Task data
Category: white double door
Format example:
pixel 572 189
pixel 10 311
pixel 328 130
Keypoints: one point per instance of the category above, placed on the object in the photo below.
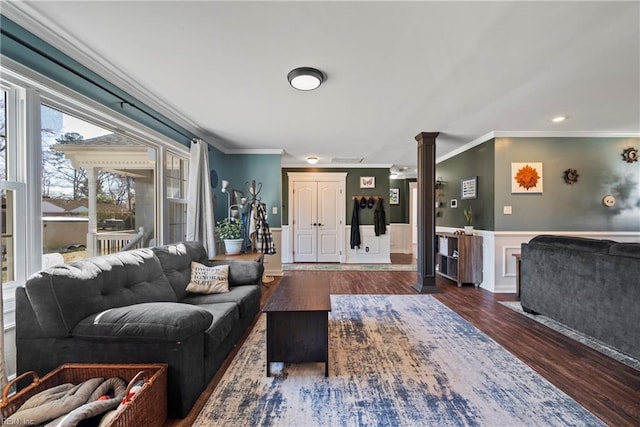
pixel 317 221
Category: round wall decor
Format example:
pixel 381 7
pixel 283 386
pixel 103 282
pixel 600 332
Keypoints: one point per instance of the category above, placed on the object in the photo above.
pixel 630 155
pixel 571 176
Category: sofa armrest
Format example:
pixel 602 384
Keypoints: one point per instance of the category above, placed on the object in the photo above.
pixel 243 272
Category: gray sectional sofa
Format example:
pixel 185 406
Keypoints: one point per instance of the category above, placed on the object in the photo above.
pixel 132 307
pixel 590 285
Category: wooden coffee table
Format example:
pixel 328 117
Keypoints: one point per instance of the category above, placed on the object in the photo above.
pixel 298 322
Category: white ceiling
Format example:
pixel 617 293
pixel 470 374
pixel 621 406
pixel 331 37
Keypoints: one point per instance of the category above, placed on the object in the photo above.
pixel 394 69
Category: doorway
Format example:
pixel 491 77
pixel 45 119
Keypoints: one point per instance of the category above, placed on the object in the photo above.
pixel 317 212
pixel 413 217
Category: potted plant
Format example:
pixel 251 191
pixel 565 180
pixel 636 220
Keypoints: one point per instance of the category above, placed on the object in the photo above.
pixel 468 214
pixel 230 231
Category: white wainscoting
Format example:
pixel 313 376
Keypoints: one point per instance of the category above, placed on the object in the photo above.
pixel 373 250
pixel 379 246
pixel 400 238
pixel 507 243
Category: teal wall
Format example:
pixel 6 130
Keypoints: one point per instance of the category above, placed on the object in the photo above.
pixel 353 189
pixel 561 206
pixel 478 161
pixel 240 170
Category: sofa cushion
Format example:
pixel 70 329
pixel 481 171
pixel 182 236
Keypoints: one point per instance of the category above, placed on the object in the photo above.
pixel 242 272
pixel 63 295
pixel 245 296
pixel 225 317
pixel 573 243
pixel 176 263
pixel 631 250
pixel 155 321
pixel 208 280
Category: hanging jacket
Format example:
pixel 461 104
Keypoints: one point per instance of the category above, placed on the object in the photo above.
pixel 355 226
pixel 379 219
pixel 264 237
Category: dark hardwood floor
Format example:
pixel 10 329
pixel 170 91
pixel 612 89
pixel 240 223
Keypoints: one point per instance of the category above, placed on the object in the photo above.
pixel 607 388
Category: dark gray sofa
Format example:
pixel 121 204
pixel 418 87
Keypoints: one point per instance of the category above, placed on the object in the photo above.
pixel 590 285
pixel 132 307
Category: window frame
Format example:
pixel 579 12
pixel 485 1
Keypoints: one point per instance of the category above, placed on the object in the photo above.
pixel 27 90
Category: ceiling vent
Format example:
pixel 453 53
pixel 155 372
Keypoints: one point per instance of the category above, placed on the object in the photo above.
pixel 347 159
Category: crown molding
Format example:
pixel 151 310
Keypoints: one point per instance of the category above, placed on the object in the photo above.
pixel 278 151
pixel 535 134
pixel 25 15
pixel 306 165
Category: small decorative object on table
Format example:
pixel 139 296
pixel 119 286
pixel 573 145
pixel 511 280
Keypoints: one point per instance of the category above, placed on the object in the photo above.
pixel 230 231
pixel 468 214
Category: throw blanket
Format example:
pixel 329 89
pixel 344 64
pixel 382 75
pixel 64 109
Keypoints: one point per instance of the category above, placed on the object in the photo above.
pixel 68 404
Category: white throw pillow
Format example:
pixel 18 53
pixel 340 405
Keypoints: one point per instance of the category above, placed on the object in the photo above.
pixel 208 280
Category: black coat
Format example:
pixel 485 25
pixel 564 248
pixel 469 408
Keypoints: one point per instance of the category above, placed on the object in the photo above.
pixel 379 218
pixel 355 226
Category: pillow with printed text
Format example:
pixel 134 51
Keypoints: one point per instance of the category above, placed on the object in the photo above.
pixel 208 280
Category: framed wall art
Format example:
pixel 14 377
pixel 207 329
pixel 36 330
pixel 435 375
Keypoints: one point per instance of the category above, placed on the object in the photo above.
pixel 367 182
pixel 394 196
pixel 526 177
pixel 469 188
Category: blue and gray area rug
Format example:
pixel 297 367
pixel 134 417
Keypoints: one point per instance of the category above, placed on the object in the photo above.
pixel 399 360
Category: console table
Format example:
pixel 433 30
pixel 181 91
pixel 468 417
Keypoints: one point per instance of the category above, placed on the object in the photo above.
pixel 298 322
pixel 459 258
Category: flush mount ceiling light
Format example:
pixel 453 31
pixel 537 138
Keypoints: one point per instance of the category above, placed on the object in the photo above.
pixel 305 78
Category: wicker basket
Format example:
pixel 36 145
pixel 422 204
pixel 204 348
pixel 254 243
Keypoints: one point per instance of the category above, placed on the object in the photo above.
pixel 148 407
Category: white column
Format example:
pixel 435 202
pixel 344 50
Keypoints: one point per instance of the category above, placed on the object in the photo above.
pixel 92 248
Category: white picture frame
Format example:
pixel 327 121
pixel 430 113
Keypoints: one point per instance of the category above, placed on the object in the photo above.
pixel 469 188
pixel 394 196
pixel 367 182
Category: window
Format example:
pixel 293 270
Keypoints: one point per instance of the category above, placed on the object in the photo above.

Set problem
Find the line with "Category: console table" in the listing above, then write out that line and each remaining line exactly, with no other text.

Exercise output
Category: console table
Format example:
pixel 433 30
pixel 181 91
pixel 468 417
Keypoints: one point per instance of the category above, placed on the object in the photo above.
pixel 298 322
pixel 459 258
Category: flush mount ceiling light
Format example:
pixel 453 31
pixel 537 138
Keypoints: one point per instance of the category above, placed on the object in the photo above.
pixel 305 78
Category: wicker basket
Format example:
pixel 36 145
pixel 422 204
pixel 204 348
pixel 254 243
Keypoints: one point per instance of the category above, placed on the object in the photo above.
pixel 148 407
Category: white column
Format example:
pixel 435 202
pixel 344 50
Keypoints: one point per instance of the category above, placed on the object in the photo above.
pixel 92 248
Category: white picture frame
Format example:
pixel 327 121
pixel 430 113
Keypoints: one point per instance of the category above, placed on the object in the photo above.
pixel 469 188
pixel 394 196
pixel 367 182
Category: window
Format example:
pixel 293 270
Keypoints: one point per instance of the category above, placed on the object in the photo above.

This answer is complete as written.